• **Work instructions**
Set down each entry exactly as given; pictures should not appear in the copy.

• **Records contained in a dataset**

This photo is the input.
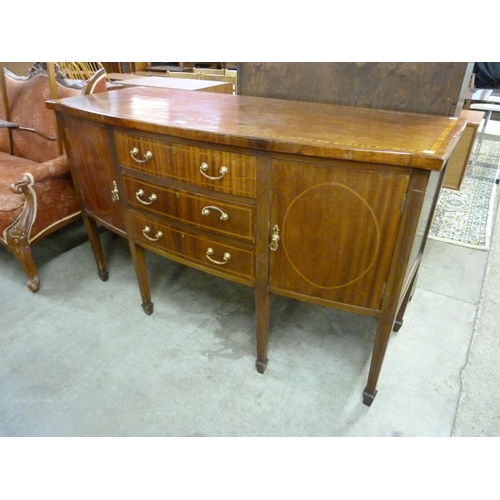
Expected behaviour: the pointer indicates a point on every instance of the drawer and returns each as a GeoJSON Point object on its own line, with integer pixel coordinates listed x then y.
{"type": "Point", "coordinates": [226, 218]}
{"type": "Point", "coordinates": [209, 168]}
{"type": "Point", "coordinates": [220, 257]}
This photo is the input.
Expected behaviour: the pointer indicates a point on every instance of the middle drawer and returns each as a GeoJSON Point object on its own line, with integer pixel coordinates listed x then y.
{"type": "Point", "coordinates": [226, 218]}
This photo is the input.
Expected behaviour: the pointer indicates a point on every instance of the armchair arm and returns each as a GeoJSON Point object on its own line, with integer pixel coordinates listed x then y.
{"type": "Point", "coordinates": [5, 124]}
{"type": "Point", "coordinates": [56, 167]}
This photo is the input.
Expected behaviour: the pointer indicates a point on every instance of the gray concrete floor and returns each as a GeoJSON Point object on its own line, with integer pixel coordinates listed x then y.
{"type": "Point", "coordinates": [80, 358]}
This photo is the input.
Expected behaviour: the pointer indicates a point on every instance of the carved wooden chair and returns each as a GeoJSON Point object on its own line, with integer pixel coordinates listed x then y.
{"type": "Point", "coordinates": [37, 196]}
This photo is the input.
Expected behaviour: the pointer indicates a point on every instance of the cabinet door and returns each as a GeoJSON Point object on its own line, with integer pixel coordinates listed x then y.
{"type": "Point", "coordinates": [92, 163]}
{"type": "Point", "coordinates": [338, 225]}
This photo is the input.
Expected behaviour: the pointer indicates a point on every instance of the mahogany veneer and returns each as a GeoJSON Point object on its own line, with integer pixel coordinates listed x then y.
{"type": "Point", "coordinates": [317, 202]}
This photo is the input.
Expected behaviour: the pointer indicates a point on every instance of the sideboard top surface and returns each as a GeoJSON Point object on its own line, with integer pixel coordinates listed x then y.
{"type": "Point", "coordinates": [277, 125]}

• **Written solution**
This photo is the input.
Expected behaviour: the pointer indicates a point on every instance of the drawer and returns each as a GeoJSON Point object on its own line, with integer pixel coordinates listed x then y.
{"type": "Point", "coordinates": [226, 218]}
{"type": "Point", "coordinates": [209, 168]}
{"type": "Point", "coordinates": [220, 257]}
This photo is the input.
Expected behaviour: the pointer indicates a point on every instance of the middle drawer and returns each as a GeoJSON Point object on its own line, with integer pixel coordinates listed x then y.
{"type": "Point", "coordinates": [226, 218]}
This photo is the input.
Expected behaviour: the pointer indicates a point on every instance of the armchair arm and returns each as a GeoJSON Point object on its own line, with integer pixel coordinates listed x then y.
{"type": "Point", "coordinates": [5, 124]}
{"type": "Point", "coordinates": [56, 167]}
This photo is the input.
Expected behaviour: the pointer indicates a point on every instance of the gray concrete floor and returns each as a GeoJSON Point object on its own line, with integer pixel coordinates listed x then y.
{"type": "Point", "coordinates": [80, 358]}
This photo is the input.
Expected behaviour: the pointer indicates a point on every instance of the carved wooden chair and returns each as a GeoJSON Point object on its own line, with integer pixel coordinates listed x then y.
{"type": "Point", "coordinates": [37, 196]}
This photo is the input.
Expected behaviour: the pointer indicates a point on every instance of the cabinet door and returns each as a GeoJSON Point object on its own line, with integer pixel coordinates listed x then y.
{"type": "Point", "coordinates": [92, 163]}
{"type": "Point", "coordinates": [338, 225]}
This photo is the input.
Expected behaviour: the pointer indicates a point on every instance of the mahogany veneer and returns each as a GeoJSON Point object on its own line, with integer pixel coordinates listed x then y.
{"type": "Point", "coordinates": [317, 202]}
This photo is the input.
Expected behaviour: the pointer indicates a point on every instance of the sideboard top surface and returns each as a GeoJSON Point object on its own line, with integer pixel coordinates listed x then y.
{"type": "Point", "coordinates": [277, 125]}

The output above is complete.